Exercise requirements. Write out again, word for word, the rows below from the very first line through the line with "(1008, 613)", both ends included. Leave the pictures out.

>> begin Extracted entries

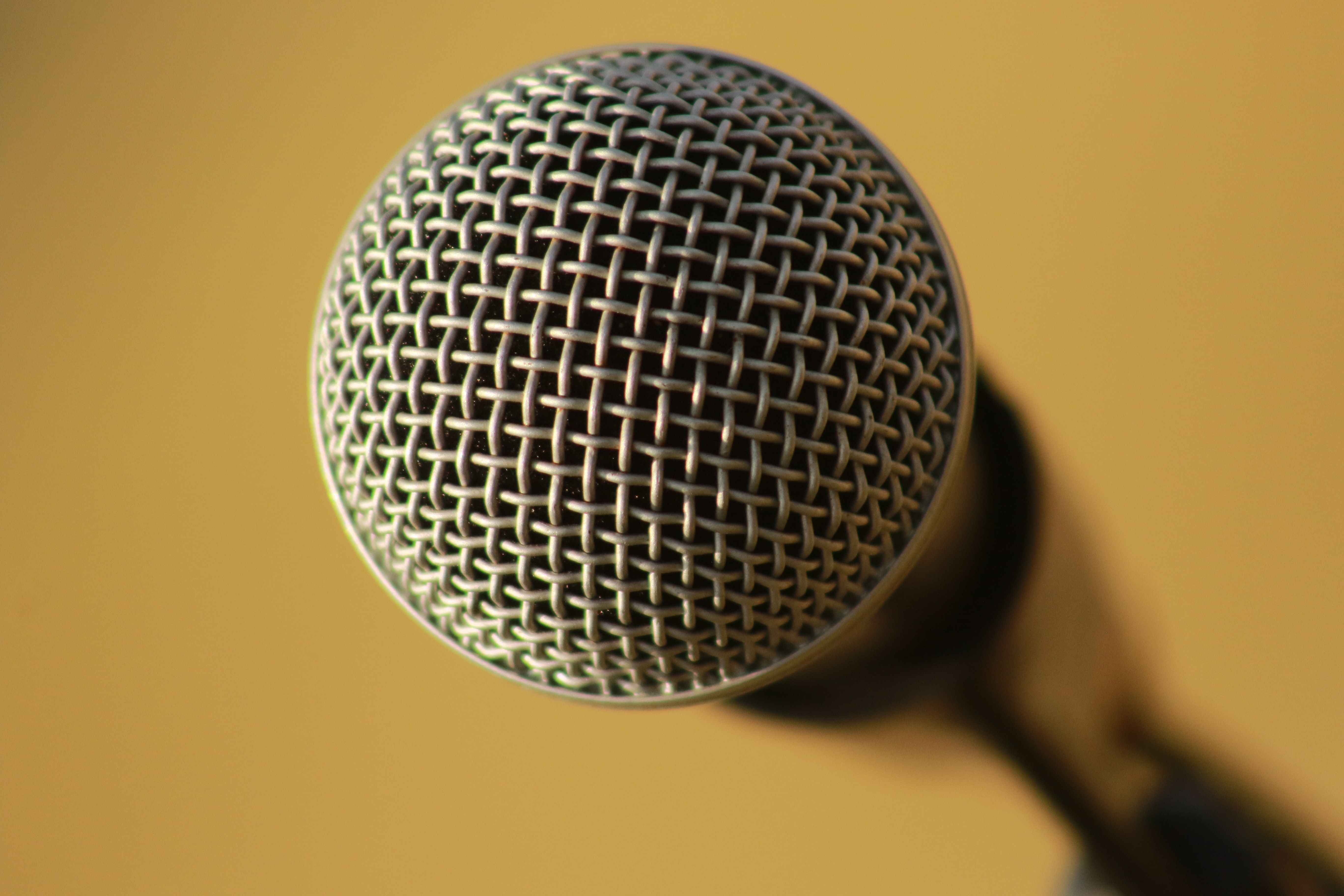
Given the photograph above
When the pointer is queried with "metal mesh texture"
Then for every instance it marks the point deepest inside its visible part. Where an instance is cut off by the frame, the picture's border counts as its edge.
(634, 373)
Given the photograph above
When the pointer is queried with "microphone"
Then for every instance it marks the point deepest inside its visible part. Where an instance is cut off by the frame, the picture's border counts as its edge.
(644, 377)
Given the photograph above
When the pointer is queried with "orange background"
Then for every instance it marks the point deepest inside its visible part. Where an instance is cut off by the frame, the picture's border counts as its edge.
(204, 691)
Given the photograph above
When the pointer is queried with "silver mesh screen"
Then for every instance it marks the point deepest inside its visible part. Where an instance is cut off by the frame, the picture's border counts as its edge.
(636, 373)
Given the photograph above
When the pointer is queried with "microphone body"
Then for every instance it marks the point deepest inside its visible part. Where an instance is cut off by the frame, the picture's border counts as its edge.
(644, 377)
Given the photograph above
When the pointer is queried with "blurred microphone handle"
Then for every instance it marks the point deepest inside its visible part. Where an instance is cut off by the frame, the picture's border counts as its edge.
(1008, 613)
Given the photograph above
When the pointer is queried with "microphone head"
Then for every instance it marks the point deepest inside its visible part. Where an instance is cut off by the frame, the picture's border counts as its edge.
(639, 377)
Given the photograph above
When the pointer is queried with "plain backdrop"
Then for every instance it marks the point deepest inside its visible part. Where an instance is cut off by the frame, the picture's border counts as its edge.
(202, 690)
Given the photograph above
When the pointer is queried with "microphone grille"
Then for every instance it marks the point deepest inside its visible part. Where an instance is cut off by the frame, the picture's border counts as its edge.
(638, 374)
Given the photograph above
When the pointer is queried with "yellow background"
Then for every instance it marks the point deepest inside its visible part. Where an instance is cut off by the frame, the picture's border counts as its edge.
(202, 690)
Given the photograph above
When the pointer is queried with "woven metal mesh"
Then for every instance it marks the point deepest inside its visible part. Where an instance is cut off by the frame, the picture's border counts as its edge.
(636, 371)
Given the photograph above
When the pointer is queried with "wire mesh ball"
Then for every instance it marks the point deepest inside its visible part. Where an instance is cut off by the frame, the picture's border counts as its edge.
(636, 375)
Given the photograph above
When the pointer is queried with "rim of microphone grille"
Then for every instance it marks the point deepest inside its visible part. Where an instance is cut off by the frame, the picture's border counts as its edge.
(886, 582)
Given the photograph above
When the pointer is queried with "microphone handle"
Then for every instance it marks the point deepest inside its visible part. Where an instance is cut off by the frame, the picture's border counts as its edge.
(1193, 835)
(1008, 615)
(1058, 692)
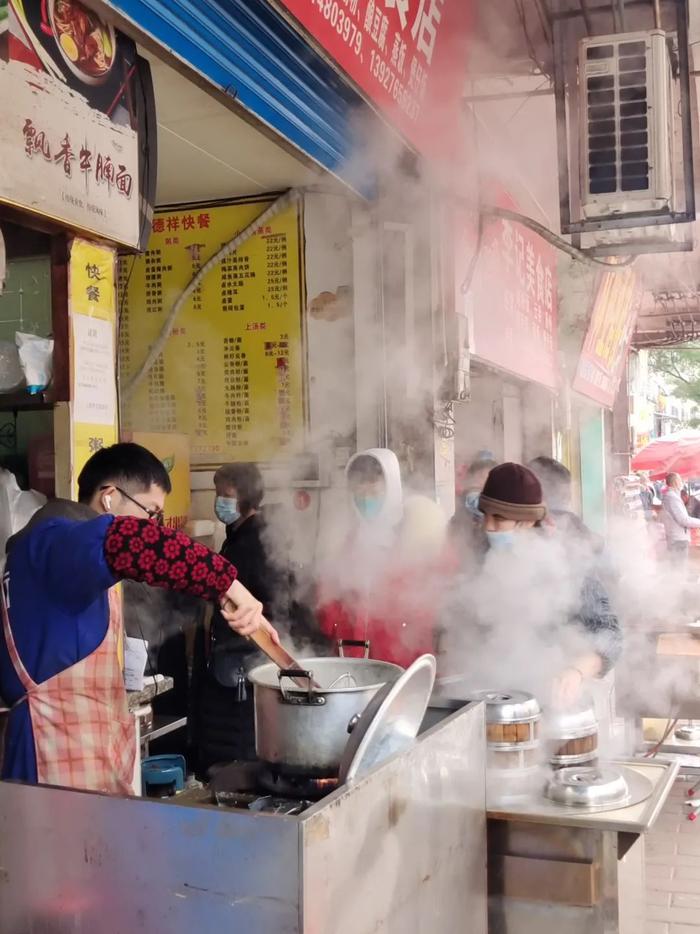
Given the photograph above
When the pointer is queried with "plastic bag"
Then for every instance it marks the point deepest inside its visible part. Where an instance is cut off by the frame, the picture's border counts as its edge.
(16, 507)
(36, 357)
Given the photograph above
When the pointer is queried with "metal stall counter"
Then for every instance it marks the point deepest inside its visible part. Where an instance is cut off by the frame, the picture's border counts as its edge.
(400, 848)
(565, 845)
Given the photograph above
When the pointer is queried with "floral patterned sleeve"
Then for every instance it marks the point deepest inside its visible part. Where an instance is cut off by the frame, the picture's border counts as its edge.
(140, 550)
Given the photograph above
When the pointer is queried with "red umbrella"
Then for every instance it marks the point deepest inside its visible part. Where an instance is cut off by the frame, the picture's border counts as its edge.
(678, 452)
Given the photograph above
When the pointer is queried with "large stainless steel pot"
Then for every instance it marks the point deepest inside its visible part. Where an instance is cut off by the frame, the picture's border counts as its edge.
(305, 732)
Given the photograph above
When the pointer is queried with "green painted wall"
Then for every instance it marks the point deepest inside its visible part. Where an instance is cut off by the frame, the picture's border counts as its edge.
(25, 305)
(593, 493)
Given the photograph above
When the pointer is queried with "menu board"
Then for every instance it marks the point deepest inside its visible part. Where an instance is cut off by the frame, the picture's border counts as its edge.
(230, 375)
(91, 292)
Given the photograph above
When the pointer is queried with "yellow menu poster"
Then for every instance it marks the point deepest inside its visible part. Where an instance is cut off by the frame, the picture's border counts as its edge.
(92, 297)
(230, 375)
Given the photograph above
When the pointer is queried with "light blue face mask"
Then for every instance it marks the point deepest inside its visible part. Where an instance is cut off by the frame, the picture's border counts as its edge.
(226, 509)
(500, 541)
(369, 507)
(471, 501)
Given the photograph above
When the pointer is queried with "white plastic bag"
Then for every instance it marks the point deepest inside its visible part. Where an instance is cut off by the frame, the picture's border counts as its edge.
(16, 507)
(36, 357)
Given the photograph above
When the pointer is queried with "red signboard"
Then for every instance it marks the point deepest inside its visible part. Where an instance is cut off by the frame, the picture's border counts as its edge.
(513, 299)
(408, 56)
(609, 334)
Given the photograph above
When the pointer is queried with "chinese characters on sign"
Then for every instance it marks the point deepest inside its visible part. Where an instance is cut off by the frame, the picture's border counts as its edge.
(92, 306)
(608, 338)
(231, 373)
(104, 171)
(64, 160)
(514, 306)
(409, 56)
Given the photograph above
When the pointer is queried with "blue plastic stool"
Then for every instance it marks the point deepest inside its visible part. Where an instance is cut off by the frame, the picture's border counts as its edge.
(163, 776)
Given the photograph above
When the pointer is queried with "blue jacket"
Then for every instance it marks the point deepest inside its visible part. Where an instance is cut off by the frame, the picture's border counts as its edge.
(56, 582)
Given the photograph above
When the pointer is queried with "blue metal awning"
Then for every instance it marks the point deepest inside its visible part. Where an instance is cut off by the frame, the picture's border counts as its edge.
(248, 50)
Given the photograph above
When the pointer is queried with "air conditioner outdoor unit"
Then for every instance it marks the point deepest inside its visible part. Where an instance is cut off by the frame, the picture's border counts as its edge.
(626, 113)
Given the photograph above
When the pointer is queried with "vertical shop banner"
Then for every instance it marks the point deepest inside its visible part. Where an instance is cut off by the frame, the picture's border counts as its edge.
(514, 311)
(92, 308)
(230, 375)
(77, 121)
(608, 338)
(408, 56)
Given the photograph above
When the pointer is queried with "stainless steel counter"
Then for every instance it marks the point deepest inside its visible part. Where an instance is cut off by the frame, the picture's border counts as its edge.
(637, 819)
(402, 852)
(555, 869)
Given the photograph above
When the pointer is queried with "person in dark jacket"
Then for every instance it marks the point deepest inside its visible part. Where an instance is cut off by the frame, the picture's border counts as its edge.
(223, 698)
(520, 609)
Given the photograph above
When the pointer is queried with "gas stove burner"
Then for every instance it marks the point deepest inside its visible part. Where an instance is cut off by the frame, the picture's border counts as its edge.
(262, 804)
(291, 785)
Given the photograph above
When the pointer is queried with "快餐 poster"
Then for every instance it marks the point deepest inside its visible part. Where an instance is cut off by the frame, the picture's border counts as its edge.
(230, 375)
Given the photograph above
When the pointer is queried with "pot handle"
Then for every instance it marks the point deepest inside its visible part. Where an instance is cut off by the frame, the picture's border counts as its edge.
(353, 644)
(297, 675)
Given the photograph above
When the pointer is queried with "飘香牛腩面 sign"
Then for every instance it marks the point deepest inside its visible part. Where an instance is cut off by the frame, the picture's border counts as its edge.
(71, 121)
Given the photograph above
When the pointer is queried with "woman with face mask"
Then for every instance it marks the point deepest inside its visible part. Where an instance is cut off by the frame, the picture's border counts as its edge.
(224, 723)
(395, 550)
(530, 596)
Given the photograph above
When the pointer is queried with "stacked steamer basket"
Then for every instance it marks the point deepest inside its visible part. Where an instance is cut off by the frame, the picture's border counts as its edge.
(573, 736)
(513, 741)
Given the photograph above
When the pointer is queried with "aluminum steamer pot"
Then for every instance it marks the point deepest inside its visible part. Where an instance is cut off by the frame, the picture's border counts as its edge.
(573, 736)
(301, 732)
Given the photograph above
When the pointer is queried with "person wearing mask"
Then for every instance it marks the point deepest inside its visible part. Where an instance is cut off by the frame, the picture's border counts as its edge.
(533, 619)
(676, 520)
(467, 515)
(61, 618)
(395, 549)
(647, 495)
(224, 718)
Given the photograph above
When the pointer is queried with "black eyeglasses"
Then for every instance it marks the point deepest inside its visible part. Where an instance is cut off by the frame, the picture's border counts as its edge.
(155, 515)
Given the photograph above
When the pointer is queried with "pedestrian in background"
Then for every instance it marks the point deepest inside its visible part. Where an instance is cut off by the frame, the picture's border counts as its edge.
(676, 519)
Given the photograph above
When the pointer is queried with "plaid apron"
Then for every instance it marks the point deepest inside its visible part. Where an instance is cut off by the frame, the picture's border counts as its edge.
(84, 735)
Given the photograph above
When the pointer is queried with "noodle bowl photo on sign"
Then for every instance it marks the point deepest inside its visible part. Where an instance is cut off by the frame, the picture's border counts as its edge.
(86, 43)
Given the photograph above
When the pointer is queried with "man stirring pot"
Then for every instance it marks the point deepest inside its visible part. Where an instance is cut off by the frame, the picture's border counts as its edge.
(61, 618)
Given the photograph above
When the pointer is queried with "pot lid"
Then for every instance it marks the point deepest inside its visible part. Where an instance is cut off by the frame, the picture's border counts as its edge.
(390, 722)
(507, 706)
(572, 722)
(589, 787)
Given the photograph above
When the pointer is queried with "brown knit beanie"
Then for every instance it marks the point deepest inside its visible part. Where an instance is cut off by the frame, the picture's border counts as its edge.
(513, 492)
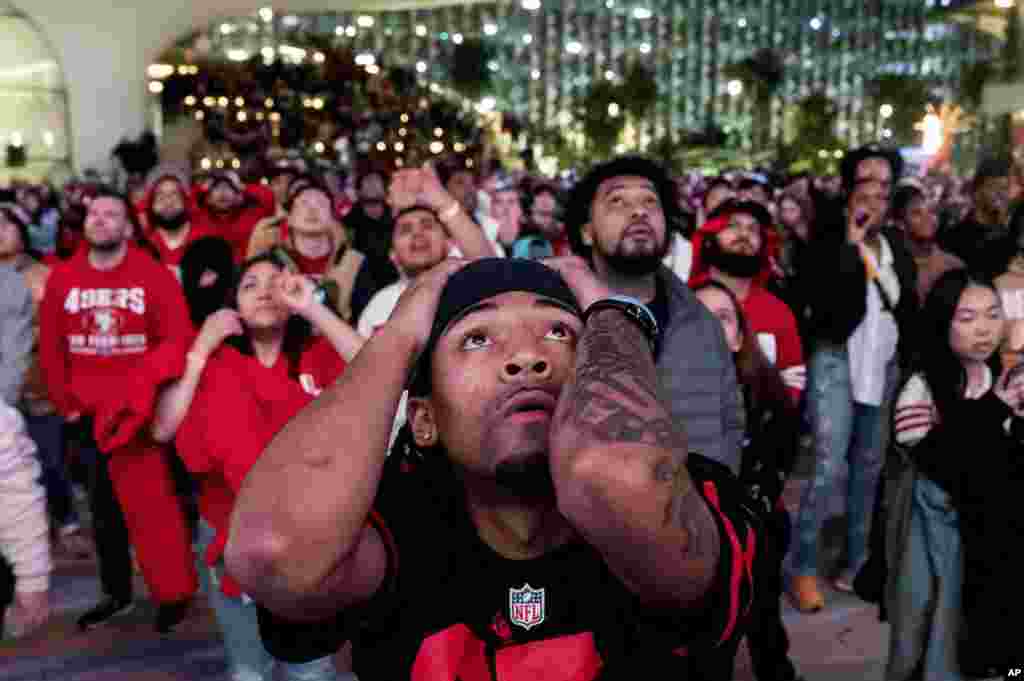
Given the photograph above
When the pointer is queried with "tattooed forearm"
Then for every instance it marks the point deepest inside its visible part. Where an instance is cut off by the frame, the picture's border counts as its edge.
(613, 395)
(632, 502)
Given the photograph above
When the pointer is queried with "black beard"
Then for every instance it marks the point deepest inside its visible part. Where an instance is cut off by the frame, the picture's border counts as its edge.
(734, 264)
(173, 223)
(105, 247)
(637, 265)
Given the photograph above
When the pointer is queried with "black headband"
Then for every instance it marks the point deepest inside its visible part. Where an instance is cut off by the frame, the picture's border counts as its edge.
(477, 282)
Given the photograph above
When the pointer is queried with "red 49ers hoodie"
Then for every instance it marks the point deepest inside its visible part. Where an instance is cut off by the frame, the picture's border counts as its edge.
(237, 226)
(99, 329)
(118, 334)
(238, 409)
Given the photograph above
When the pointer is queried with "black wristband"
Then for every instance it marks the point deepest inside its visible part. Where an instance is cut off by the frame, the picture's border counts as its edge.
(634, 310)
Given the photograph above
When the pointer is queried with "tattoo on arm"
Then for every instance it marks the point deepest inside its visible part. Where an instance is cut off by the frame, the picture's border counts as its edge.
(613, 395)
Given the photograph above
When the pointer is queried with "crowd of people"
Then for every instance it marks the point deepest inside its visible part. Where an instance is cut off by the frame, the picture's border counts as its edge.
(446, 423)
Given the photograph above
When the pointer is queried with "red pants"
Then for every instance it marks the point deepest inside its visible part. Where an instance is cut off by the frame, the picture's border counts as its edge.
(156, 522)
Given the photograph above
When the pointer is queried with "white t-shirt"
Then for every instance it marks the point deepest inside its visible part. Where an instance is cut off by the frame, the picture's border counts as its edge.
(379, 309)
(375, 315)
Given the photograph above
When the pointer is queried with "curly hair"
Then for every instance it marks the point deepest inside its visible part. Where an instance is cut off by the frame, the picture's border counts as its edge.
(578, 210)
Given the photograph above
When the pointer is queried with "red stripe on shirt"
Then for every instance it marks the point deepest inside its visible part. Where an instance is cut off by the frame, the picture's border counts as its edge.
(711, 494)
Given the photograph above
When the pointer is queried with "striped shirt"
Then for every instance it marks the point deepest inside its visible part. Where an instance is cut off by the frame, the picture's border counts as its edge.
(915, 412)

>> end Extracted entries

Reply to the task.
Given the photograph above
When the pointer is queried with "metal mesh texture"
Then for every instance it marks the point deepest inside its visible part. Where an instance is cut off by the frame, the picture's border counts as its edge.
(634, 373)
Given the photograph above
When the pointer is queried with "microphone"
Then for every instance it marks the point deepest inside its visible part. Where an instance is cut off by the frame, the picture's border counts as its edge.
(644, 377)
Given the photograph above
When the pointer is queried with "orange background"
Then for every instance it marks the point deepest inside its visible part. Where an instance is cut off by the frame, the picture's border counts as its edge.
(204, 691)
Given the photograph above
When the pointer is queried with "silver mesh screen"
Then for every instance it marks the point deepest inside its visible part. Where an instance is cut off by the frame, the picture's border counts as its edge.
(636, 373)
Given the photograph above
When the pointer is queried with "microphone body"
Then for every instance it marks the point deepest inside its visible part. Where an instance is cut off by the frame, the picture's border counts as its edge.
(644, 377)
Given the photograph above
When the pointer is queried with "blurred microphone handle"
Then for every instance it marks the point deepest inside its visible part. Where an instance is cut off by the frame, the picture's border counts as its edge.
(1008, 613)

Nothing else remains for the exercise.